Search the records for "trace". Report every line where it occurs.

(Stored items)
-------

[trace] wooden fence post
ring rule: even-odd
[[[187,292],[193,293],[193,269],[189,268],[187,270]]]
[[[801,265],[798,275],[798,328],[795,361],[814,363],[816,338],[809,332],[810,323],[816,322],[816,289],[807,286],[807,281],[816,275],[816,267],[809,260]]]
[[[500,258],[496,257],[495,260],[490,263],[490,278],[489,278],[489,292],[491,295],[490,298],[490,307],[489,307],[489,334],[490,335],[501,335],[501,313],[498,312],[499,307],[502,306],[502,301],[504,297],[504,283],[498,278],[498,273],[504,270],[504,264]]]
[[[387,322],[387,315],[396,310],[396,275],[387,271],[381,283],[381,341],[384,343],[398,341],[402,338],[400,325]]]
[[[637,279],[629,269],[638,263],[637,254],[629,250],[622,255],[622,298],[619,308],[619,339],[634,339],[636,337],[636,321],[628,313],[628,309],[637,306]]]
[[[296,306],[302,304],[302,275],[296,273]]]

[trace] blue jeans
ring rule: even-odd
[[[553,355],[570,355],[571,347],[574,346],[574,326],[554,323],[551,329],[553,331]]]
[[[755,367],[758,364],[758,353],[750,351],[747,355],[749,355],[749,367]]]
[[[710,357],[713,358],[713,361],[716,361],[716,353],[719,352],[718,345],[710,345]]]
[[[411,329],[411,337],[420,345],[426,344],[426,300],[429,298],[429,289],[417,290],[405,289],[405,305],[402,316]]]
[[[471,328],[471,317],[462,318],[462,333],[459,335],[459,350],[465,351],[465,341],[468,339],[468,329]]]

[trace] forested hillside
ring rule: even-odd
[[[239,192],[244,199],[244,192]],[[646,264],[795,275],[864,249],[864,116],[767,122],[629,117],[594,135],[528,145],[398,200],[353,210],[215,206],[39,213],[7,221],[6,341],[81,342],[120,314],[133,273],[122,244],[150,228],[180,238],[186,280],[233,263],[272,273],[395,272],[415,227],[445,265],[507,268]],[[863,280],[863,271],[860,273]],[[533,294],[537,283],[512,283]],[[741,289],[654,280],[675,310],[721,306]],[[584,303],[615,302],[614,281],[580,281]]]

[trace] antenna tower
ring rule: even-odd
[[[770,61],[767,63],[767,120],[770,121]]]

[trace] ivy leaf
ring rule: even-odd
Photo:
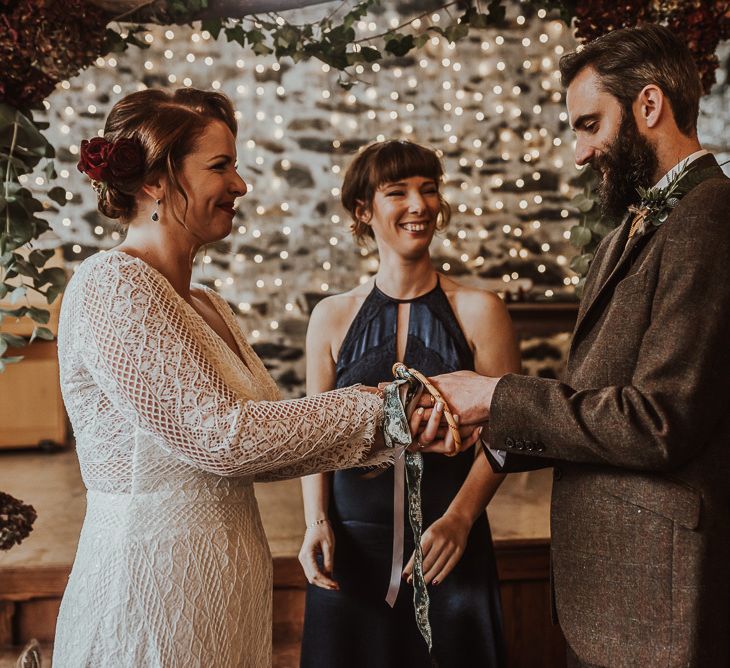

-------

Written answer:
[trace] wooden fence post
[trace] blue jeans
[trace] forested hillside
[trace] antenna tower
[trace] ivy leaf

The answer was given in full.